→ Your instructions
Put everything from the line containing "Given the microscopy image above, identify the rocky" down to the line containing "[41,431,83,442]" into a two-column CSV headed text and answer. Give one CSV line per row, with its text and its answer each in a single quoted field and line breaks turned into spaces.

[Bounding-box rows]

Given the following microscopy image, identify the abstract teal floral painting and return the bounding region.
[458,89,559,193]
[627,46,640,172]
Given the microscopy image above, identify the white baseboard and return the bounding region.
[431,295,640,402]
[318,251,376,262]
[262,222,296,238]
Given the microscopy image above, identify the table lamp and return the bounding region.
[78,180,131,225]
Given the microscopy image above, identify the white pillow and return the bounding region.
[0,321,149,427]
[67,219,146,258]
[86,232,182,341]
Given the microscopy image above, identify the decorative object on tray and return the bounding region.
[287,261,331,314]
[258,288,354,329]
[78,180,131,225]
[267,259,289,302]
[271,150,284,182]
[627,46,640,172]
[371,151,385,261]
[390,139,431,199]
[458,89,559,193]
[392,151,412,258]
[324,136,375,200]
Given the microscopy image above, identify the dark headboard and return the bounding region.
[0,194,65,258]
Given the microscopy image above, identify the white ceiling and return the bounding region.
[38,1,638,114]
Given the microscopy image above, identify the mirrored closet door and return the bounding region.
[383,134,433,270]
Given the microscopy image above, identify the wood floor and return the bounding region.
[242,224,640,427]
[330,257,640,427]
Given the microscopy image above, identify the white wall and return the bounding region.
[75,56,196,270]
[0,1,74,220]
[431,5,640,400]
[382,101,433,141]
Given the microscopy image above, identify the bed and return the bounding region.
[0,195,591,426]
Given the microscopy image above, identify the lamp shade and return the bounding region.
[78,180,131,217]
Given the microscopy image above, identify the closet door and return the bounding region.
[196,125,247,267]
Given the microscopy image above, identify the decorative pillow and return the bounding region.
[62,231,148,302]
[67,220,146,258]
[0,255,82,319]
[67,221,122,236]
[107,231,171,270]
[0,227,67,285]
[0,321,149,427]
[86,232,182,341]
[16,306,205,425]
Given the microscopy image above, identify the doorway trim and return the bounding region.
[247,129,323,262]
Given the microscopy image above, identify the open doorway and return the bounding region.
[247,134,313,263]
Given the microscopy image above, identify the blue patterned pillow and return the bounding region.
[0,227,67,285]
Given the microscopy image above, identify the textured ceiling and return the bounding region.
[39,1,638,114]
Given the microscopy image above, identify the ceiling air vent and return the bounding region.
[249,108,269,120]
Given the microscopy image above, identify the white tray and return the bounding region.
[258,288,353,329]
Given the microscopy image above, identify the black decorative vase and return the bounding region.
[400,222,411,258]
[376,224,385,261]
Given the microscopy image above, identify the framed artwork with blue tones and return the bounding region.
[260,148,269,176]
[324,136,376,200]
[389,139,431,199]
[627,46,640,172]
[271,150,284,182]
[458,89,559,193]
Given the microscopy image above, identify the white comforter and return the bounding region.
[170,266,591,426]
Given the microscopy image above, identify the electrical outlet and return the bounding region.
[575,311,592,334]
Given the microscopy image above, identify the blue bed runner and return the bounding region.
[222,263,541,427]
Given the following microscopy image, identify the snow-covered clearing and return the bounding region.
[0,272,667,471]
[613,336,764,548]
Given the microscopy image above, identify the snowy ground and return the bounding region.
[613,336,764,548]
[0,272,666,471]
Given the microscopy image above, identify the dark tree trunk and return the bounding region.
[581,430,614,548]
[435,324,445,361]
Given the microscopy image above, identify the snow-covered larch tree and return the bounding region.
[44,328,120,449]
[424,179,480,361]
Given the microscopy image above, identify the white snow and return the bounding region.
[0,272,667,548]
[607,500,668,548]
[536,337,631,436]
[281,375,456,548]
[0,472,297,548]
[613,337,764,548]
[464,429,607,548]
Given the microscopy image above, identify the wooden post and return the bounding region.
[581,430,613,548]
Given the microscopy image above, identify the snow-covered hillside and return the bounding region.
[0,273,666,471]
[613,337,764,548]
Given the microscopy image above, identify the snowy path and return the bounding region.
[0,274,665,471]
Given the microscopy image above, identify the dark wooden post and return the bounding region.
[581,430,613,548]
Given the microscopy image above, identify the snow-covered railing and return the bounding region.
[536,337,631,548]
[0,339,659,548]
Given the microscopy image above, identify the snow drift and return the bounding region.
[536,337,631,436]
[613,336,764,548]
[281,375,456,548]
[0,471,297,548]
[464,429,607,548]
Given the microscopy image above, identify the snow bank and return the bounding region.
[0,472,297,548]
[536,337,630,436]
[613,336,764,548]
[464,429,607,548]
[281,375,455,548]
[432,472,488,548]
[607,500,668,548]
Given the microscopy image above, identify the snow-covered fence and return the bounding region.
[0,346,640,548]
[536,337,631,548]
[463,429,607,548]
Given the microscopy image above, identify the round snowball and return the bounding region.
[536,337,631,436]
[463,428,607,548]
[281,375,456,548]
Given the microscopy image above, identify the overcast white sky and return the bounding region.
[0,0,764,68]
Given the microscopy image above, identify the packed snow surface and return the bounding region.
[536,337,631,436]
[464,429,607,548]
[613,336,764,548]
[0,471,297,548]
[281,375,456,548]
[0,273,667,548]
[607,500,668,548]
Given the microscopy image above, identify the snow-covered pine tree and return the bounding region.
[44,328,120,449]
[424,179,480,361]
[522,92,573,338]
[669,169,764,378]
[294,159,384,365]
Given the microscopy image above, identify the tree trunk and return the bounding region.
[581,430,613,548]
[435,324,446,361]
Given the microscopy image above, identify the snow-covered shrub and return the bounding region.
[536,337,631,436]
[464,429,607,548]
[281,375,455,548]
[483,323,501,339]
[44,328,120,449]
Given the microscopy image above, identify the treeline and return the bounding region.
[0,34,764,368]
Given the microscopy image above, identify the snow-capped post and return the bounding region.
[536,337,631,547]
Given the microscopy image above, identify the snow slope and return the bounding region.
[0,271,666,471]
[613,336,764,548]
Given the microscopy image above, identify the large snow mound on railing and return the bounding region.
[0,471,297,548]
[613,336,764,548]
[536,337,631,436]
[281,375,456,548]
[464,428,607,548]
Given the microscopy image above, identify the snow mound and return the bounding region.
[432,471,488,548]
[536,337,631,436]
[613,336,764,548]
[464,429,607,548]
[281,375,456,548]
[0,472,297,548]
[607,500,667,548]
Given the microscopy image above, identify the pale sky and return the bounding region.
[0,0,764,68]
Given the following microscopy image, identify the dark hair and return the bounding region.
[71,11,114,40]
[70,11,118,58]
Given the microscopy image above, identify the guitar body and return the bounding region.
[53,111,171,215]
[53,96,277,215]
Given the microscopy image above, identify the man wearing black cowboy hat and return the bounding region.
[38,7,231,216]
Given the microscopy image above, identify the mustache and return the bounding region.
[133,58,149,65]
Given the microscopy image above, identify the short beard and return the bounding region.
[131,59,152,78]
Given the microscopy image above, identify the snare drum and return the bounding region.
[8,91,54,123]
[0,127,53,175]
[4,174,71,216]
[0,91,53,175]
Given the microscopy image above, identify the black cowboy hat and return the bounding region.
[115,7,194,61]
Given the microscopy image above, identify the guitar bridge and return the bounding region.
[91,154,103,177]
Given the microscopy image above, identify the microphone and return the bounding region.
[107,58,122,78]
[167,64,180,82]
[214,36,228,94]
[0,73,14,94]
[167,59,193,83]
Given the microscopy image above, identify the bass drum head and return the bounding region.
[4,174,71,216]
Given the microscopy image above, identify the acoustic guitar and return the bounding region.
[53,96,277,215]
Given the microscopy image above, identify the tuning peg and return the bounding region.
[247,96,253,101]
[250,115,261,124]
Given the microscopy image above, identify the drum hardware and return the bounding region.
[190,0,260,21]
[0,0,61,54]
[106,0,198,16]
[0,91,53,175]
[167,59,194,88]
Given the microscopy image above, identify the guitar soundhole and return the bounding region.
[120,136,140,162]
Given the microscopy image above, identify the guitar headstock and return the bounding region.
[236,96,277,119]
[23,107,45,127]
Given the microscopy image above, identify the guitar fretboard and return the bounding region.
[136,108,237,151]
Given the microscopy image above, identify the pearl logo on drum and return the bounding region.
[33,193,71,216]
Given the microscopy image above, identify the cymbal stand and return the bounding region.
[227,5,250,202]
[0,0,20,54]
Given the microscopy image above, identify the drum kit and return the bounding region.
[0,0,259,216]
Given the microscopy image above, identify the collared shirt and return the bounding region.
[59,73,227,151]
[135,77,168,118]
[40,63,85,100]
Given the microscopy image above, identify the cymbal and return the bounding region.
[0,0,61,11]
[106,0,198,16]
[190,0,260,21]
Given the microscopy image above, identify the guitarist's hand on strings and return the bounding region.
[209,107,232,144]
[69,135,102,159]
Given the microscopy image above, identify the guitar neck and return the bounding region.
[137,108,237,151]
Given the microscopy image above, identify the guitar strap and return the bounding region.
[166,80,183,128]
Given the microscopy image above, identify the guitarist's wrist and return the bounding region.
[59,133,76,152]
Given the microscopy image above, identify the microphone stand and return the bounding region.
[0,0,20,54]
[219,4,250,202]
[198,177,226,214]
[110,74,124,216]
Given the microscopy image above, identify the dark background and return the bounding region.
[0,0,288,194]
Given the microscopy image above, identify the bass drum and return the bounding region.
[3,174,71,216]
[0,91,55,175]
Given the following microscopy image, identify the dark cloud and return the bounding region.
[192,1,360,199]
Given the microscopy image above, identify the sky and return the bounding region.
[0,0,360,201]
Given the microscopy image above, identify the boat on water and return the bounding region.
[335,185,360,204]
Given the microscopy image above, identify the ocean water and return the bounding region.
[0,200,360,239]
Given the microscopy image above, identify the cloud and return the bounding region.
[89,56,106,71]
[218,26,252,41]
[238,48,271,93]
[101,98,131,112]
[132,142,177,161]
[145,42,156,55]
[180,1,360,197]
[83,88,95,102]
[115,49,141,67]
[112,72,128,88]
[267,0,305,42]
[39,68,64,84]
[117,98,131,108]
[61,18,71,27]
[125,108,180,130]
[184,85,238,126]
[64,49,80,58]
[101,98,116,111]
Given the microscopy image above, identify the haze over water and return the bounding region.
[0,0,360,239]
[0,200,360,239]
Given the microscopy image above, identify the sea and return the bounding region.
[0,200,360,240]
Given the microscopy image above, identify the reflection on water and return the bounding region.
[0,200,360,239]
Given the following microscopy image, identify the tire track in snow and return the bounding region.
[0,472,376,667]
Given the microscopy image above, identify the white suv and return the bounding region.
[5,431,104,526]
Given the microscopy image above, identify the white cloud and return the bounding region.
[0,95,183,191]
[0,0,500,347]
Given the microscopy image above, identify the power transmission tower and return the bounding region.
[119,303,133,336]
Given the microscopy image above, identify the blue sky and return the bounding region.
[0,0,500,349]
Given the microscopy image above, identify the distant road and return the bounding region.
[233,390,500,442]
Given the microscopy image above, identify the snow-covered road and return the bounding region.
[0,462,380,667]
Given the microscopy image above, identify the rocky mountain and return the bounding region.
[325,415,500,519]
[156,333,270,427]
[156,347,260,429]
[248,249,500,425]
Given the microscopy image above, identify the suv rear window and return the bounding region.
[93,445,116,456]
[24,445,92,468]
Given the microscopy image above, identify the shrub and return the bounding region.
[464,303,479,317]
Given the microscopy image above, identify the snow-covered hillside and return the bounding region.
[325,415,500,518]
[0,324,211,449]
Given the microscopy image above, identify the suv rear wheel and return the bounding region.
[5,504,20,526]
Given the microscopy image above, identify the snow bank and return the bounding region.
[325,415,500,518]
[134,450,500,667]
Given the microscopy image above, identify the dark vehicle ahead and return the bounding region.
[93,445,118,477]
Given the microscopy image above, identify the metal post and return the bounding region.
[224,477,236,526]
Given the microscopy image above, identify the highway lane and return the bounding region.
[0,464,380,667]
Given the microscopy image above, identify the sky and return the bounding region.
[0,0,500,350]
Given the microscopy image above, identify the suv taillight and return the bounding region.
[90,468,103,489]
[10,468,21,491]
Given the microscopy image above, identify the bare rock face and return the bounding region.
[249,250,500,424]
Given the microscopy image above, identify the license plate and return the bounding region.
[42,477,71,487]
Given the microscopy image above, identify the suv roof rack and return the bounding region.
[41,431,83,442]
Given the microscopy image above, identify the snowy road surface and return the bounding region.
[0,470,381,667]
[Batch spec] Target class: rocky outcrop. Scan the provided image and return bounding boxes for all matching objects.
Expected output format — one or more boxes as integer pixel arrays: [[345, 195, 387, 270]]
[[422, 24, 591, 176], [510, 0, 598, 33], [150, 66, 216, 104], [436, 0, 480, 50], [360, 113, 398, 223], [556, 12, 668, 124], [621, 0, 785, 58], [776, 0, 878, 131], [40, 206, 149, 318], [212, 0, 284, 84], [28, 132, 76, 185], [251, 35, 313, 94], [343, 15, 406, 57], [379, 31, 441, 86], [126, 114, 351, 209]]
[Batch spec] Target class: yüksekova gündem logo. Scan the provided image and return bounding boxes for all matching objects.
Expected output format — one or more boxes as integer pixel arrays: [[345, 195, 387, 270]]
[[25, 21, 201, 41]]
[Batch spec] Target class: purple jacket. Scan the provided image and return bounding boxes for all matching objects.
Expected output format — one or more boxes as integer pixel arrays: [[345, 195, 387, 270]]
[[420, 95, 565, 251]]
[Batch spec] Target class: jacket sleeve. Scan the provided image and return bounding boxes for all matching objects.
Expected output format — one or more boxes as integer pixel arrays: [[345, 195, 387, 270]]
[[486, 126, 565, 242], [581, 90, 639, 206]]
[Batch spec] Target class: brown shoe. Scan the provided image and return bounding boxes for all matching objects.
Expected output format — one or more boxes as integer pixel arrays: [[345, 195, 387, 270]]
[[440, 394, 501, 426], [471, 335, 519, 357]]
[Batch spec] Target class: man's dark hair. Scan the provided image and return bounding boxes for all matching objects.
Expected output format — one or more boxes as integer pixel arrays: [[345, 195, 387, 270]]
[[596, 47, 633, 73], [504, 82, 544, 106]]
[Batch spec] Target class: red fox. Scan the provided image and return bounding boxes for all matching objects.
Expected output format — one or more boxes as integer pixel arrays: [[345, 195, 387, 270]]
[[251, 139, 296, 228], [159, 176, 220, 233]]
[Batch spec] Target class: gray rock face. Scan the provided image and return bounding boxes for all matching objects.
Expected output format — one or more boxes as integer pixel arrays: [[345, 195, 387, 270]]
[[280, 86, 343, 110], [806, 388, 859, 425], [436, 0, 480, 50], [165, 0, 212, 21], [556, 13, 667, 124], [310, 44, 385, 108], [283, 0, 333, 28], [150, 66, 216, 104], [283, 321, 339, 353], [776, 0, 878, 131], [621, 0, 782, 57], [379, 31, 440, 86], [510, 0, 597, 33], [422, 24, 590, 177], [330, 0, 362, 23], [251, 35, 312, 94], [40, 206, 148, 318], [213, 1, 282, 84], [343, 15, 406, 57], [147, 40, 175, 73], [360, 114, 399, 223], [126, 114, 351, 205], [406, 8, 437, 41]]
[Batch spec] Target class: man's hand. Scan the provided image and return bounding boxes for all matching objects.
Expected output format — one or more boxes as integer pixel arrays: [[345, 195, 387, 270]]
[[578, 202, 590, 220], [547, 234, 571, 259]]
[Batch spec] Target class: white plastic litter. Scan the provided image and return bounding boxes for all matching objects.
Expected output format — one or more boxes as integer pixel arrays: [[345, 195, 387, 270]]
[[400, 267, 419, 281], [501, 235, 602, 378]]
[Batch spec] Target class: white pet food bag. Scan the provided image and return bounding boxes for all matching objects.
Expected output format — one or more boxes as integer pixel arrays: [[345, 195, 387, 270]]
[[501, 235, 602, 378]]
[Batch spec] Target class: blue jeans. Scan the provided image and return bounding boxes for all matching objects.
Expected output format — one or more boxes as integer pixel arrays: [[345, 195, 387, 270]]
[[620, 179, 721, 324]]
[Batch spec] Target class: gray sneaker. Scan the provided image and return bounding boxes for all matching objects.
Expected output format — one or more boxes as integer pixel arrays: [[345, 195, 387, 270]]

→ Exercise solution
text,answer
"Given the microscopy image above, identify the rocky mountain and return the bounding region.","[325,415,500,519] [156,333,270,427] [156,347,260,429] [248,249,500,425]"
"Given the microscopy image above, identify the suv rear window and return the bounding region.","[93,445,116,456] [24,445,92,468]"
"Given the microscopy image above, identify the shrub and return the bounding region.","[464,303,479,317]"
"Given the microscopy image above, identify the snow-covered hillside and return the bounding region.","[325,415,500,518] [0,324,211,449]"
"Given the microscopy image above, identify the suv rear wheel and return the bounding region.","[5,504,20,526]"
"Given the microscopy image above, identify the snow bank and return the bounding region.","[325,415,500,518] [134,450,500,667]"
"Given the microscopy image above, identify the dark vehicle ahead and return the bounding region.","[93,445,118,477]"
"Given the microscopy image above, identify the metal post and return the bounding region.","[224,477,236,526]"
"Given the microscopy image above, identify the highway lane and return the bounding region.","[0,464,380,667]"
"Given the microscopy image above, identify the sky and return the bounding region.","[0,0,500,350]"
"Given the microscopy image above, identify the suv taillight and return the bounding region.","[90,468,103,489] [10,468,21,491]"
"Given the microscopy image above, identify the bare rock face and return the bounding region.","[249,250,500,424]"
"Given the microscopy image above, identify the license plate and return the bounding region.","[42,477,71,487]"
"Given the microscopy image above, identify the suv roof rack and return the bounding region.","[41,431,83,442]"